If you’re losing weight, forget about holding the dressing on your salad. It turns out the fats and oils in salad dressing do more than enhance the taste of vegetables. New research shows that fat paired with vegetables helps the body absorb essential nutrients, and some fat is better than others.
Calories vs. nutrients
More people have been choosing fat-free and low-fat salad dressings over the past ten years, according to researchers at Purdue University. They say 20 percent of men and 33 percent of women surveyed say they always pick the low-calorie option when it comes to salad dressing.
Salads are essentially fat-free vegetables rich in carotenoids–compounds such as lycopene, lutein, zeaxanthin and beta-carotene that have been shown to help lower the risk of heart disease and cancer. But the digestive system needs fat to absorb carotenoids properly. Choosing fat-free dressing may cut calories, but it also defeats the nutritional purpose of your salad.
In search of the perfect fat
Nutrition scientists learned that eating fresh vegetables with a little fat, such as salad dressings or cheese, helps the body absorb valuable nutrients from a study conducted at Iowa State University in 2004. The Purdue researchers wanted to drill down to learn what type of fat works best.

### Record extracts:

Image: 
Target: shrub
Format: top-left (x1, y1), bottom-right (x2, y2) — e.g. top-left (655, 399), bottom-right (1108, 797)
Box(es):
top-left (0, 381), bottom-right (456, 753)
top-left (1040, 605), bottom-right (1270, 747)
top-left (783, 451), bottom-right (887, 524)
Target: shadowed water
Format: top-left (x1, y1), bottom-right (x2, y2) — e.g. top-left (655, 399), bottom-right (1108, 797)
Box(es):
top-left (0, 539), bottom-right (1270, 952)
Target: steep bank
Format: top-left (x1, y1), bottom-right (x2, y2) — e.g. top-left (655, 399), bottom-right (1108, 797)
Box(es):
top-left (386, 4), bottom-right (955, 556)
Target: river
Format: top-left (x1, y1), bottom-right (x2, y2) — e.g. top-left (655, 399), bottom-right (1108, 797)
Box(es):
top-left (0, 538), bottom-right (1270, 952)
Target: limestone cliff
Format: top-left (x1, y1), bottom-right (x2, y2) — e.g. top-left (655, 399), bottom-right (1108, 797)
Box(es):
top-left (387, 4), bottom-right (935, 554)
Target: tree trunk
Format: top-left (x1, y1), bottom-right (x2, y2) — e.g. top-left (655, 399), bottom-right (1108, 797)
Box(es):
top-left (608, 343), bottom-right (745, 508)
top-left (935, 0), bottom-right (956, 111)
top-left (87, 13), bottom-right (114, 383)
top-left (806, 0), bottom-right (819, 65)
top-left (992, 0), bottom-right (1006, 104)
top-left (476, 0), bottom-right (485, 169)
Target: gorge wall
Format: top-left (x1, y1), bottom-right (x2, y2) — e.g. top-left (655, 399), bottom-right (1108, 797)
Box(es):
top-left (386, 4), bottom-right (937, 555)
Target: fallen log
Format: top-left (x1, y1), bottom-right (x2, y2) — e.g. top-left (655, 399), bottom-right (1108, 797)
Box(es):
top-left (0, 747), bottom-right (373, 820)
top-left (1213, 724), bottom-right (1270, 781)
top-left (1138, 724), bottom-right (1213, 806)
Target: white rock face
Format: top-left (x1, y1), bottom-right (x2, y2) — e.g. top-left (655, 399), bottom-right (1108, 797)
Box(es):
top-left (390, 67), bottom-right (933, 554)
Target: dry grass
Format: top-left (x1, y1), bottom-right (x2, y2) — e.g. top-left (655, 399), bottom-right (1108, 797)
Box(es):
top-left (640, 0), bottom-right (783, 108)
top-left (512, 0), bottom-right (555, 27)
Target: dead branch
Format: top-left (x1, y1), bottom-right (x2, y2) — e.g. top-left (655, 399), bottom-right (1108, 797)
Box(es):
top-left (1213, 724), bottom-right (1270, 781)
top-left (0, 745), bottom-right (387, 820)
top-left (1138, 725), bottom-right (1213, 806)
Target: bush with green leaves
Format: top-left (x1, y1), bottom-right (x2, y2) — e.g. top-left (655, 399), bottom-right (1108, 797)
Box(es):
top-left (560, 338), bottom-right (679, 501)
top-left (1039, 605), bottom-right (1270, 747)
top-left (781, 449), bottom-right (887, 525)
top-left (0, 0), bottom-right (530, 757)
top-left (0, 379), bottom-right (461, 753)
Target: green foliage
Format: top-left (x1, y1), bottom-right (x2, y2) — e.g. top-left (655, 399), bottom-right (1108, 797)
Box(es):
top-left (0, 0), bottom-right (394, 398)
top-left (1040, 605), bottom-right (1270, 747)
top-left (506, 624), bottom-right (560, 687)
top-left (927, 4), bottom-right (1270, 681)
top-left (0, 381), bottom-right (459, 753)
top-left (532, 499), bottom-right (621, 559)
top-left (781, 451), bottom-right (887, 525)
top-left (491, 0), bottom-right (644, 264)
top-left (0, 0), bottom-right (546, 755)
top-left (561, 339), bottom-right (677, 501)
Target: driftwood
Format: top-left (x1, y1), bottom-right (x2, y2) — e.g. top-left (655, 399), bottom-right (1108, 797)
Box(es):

### Problems to solve:
A: Retype everything in the salad dressing passage from "Calories vs. nutrients" down to "of your salad.".
B: Continue the salad dressing passage past its final sentence.
The records are independent of the salad dressing passage and are not part of it.

### Outputs for the tasks:
A:
Calories vs. nutrients
More people have been choosing fat-free and low-fat salad dressings over the past ten years, according to researchers at Purdue University. They say 20 percent of men and 33 percent of women surveyed say they always pick the low-calorie option when it comes to salad dressing.
Salads are essentially fat-free vegetables rich in carotenoids–compounds such as lycopene, lutein, zeaxanthin and beta-carotene that have been shown to help lower the risk of heart disease and cancer. But the digestive system needs fat to absorb carotenoids properly. Choosing fat-free dressing may cut calories, but it also defeats the nutritional purpose of your salad.

B:
The new study, published in the journal Molecular Nutrition & Food Research, compared the nutrient absorption of volunteers after they ate salads with dressings containing butter as a saturated fat, canola oil as a monounsaturated fat and corn oil as a polyunsaturated fat. Each salad was served with 3 grams, 8 grams or 20 grams of fat from dressing.
Monounsaturated fan wins
After testing the participants’ blood, the researchers found that each type and amount of fat facilitated absorption of fat-soluble carotenoids, but the monounsaturated canola oil dressing was the most efficient. Just three grams of monounsaturated fat promoted carotenoid absorption as much as 20 grams of polyunsaturated corn oil dressing. Butter fell somewhere in between.
Pour it on
The 2004 Iowa State study found negligible amounts of carotenoids in the blood after eating a salad with fat-free dressing. A little salad dressing is essential, and a now its known that monounsaturated fat salad dressing with a canola or olive oil is the healthiest choice. You can optimize your nutrient absorption with a minimal amount of extra calories.